▶ [WHAT YOU WILL DO] Extract every one of the following lines and reproduce each one word for word.
++++ RECORDS FOR THIS EXERCISE ++++
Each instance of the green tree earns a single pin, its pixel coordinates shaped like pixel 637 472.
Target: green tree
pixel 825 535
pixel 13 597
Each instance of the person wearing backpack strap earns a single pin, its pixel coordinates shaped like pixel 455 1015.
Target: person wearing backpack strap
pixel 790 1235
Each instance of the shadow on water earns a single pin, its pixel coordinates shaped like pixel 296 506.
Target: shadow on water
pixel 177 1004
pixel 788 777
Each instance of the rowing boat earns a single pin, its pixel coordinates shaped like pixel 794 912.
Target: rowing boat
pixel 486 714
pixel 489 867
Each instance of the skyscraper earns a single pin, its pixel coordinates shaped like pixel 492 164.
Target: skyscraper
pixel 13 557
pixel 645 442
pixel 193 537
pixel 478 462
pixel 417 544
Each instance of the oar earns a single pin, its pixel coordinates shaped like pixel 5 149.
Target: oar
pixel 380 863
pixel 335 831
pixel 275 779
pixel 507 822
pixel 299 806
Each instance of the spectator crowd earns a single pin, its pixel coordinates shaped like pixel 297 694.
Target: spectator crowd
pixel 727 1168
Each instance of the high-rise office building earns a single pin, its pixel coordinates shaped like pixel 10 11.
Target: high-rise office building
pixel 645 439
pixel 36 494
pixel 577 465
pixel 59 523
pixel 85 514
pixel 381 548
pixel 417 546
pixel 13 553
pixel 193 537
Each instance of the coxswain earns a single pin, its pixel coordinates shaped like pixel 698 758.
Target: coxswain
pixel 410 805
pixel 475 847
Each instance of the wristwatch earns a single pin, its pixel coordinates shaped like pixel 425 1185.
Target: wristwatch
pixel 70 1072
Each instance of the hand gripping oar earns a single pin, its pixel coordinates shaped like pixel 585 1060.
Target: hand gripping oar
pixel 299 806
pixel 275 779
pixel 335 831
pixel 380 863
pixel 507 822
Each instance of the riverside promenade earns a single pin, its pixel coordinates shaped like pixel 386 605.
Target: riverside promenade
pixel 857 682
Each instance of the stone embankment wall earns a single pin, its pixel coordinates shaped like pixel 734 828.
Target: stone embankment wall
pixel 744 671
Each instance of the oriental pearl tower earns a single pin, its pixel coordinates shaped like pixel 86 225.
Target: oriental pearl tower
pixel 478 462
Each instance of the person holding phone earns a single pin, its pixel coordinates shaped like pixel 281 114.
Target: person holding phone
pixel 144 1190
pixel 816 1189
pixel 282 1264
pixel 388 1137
++++
▶ [OUTPUT]
Each instance of the green tree earns a single pin, its pixel coordinates shaped like pixel 637 472.
Target: green tree
pixel 825 535
pixel 13 597
Each instance of the person wearing backpack strap earns a single pin, its pixel coordinates shaped like pixel 455 1015.
Target: person wearing backpack strap
pixel 790 1235
Each instance of the shadow on water earns a single pin, its pixel coordinates shaped like pixel 296 506.
Target: shadow on water
pixel 177 1004
pixel 788 777
Each instance of the rowing boat earns a single pin, its pixel coordinates shaped like pixel 794 912.
Target: rowing boat
pixel 486 714
pixel 489 867
Each instance of the skyscraper earns a single pin, its pixel coordinates shaped like pixel 492 164.
Target: skyscraper
pixel 13 557
pixel 645 442
pixel 193 537
pixel 478 462
pixel 417 544
Each instance of the oar earns a single pin, its pixel coordinates shaped like pixel 5 149.
Target: oar
pixel 380 863
pixel 335 831
pixel 275 779
pixel 507 822
pixel 299 806
Each instance of the spectator crowd earns a single pin, its pixel coordinates shaped like pixel 297 694.
Target: spectator crowd
pixel 727 1168
Each instance of the high-rise office building earns a single pin, its pixel coordinates shaped like pixel 10 11.
Target: high-rise office building
pixel 645 439
pixel 36 494
pixel 577 465
pixel 59 523
pixel 85 514
pixel 381 548
pixel 417 546
pixel 13 553
pixel 193 537
Each instance of the coxswain earns a single pin, its pixel coordinates shaped like pixel 698 758.
Target: coxswain
pixel 410 805
pixel 475 847
Each instance of the wristwatch earns a single pin, its pixel coordinates shaped like pixel 425 1185.
Target: wristwatch
pixel 70 1072
Each instance of the hand gripping oar earns a single pin, its pixel coordinates shaped like pixel 585 1060.
Target: hand gripping oar
pixel 299 806
pixel 275 779
pixel 335 831
pixel 380 863
pixel 507 822
Each instance of the riverside promenade earns a single pin, its pixel coordinates shaped like pixel 386 605.
Target: riverside promenade
pixel 857 682
Each instance of the stone embankment wall earns a single pin, its pixel coordinates shaped like pixel 734 828.
Target: stone embankment wall
pixel 744 671
Each instance of the oriental pearl tower earns a single pin, its pixel coordinates shaped like pixel 86 225.
Target: oriental pearl tower
pixel 478 462
Each instance of the person holding phone earns a single pin, its pixel coordinates shaped like pixel 281 114.
Target: person holding phone
pixel 144 1190
pixel 816 1189
pixel 282 1264
pixel 388 1137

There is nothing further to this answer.